TASK REQUIREMENTS:
Return each entry exactly, omitting nothing.

LISTED RECORDS:
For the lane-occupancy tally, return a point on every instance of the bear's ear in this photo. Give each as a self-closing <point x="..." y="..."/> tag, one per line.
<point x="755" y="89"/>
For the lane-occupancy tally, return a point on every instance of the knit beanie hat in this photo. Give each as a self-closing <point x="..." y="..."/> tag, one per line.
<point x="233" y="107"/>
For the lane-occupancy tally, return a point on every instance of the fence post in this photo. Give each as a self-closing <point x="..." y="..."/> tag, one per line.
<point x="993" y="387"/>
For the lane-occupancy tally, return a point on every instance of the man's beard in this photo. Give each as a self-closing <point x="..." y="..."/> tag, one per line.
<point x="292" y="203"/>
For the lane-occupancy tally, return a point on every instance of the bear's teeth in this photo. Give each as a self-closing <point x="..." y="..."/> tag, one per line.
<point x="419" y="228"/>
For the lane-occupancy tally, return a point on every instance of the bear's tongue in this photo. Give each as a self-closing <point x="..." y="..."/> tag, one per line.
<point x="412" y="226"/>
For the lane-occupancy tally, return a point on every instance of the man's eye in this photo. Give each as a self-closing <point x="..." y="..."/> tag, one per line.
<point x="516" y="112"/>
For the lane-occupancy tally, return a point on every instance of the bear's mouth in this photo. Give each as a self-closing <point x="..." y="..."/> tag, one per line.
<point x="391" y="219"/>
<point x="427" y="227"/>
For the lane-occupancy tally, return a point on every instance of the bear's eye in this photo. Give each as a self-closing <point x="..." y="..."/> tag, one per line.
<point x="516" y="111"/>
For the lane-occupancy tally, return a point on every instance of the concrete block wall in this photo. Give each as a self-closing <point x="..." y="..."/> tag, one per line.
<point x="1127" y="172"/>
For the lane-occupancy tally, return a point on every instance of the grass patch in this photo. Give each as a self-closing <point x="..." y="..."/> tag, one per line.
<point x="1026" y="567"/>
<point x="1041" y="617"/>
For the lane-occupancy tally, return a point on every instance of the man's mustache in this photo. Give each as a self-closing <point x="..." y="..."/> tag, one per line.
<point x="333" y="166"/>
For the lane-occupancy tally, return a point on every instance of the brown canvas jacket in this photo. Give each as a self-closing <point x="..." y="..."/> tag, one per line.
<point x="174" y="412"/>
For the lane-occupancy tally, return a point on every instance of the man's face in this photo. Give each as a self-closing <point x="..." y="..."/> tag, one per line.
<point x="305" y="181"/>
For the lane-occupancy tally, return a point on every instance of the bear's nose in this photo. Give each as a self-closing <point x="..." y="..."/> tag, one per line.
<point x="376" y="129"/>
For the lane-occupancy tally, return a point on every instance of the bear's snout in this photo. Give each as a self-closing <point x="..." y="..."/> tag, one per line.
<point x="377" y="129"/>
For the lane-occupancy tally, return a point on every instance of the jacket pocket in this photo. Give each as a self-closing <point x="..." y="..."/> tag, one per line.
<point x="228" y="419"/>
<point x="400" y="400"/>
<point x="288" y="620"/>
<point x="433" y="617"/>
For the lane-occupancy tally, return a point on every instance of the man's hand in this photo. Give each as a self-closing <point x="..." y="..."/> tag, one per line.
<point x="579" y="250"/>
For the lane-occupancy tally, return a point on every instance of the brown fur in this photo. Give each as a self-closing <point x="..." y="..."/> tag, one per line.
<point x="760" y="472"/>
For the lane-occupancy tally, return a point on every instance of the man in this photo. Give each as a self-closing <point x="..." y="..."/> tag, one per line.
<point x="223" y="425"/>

RIGHT ANSWER:
For the lane-occupancy tally, return a point on every instance of the bear's ear in this photo. Give each as a self-closing <point x="..." y="..."/> tag, one per line.
<point x="755" y="89"/>
For the lane-occupancy tally, return a point on every instance of the knit beanie hat in this photo. Give each as a self-closing <point x="..." y="..."/> tag, one per line.
<point x="233" y="107"/>
For the lane-occupancy tally, return a point on every instance of the fence post in this photo. Give each as a self-closing <point x="..." y="..."/> tag, one per line.
<point x="993" y="387"/>
For the lane-occupancy tally, return a point on every instance of the man's beard in this photo. Give each as a self-closing <point x="..." y="..."/> tag, one per line.
<point x="292" y="203"/>
For the lane-occupancy tally, return a point on every instance of the bear's teeth in this photo. Give each as a self-closing <point x="..." y="..."/> tag, one per line.
<point x="419" y="228"/>
For the lane-occupancy tally, return a point on every instance of the bear's tongue in this photo. Give each as a self-closing <point x="..." y="..."/> tag, one per line.
<point x="412" y="226"/>
For the lane-occupancy tally, return a point on every instance of the man's eye in this photo. Give each as a self-closing <point x="..." y="..."/> tag, one per line.
<point x="516" y="112"/>
For the lane-occupancy tally, return a point on every instance of the bear's mouth in this photo. Give each as a self-closing <point x="..." y="..."/> tag, one per line.
<point x="391" y="219"/>
<point x="427" y="227"/>
For the lane-occupancy tally, return a point on every instance of the bear's eye in this photo. Give each as a self-closing <point x="..." y="..."/> tag, one per line.
<point x="516" y="111"/>
For the lane-occupancy tally, return a point on every instance of the concrete block wall in this photo. Give each as a self-closing <point x="..." y="..."/> tag, one per line.
<point x="1127" y="172"/>
For the lane-occupancy tally, return a point on every instance of the grass patch in this photo. Give each as a self-closing <point x="..." y="..."/> tag, one per line.
<point x="1026" y="567"/>
<point x="1041" y="617"/>
For the lane-occupancy tally, return a point on every instance of the man's mustache in this photo. Give each as a self-closing <point x="..." y="..."/> tag, one per line.
<point x="333" y="166"/>
For the lane-occupancy tally, return a point on every instance of the brown canvas jacket in this photo. Give each as a self-closing <point x="..." y="..."/> tag, one per line.
<point x="174" y="412"/>
For the lane-occupancy tally, return a point on every instance of the man's face in this photo. Give each as a self-closing <point x="..." y="..."/> tag, one per line.
<point x="305" y="181"/>
For the lane-occupancy tally, return a point on every instance of the bear's nose in this photo. Give each as a self-closing <point x="..." y="..."/> tag, one per line.
<point x="376" y="129"/>
For the lane-occupancy tally, return a point on every instance of the bear's snout in this photo. Give each as a self-closing <point x="..." y="..."/> tag, one per line.
<point x="377" y="129"/>
For the lane-occupancy tally, return a point on every instance of the jacket pocket in this photo. Give each as a self-closing <point x="..." y="..."/> tag, one per line.
<point x="228" y="419"/>
<point x="400" y="400"/>
<point x="288" y="620"/>
<point x="433" y="617"/>
For the lane-occupancy tally, return a point on every instance of the man's hand in this photo. Give each as a self-closing <point x="..." y="..."/> tag, one per line.
<point x="579" y="250"/>
For the lane-occupancy tally, return a point on every instance of the brown fur in this photo. Give each as a self-closing <point x="..." y="..."/> tag, one per line.
<point x="760" y="472"/>
For the lane-occupancy tally, return a point on every instance of the man in this photo. Give each as a self-closing <point x="..." y="..."/> tag, one per line.
<point x="223" y="425"/>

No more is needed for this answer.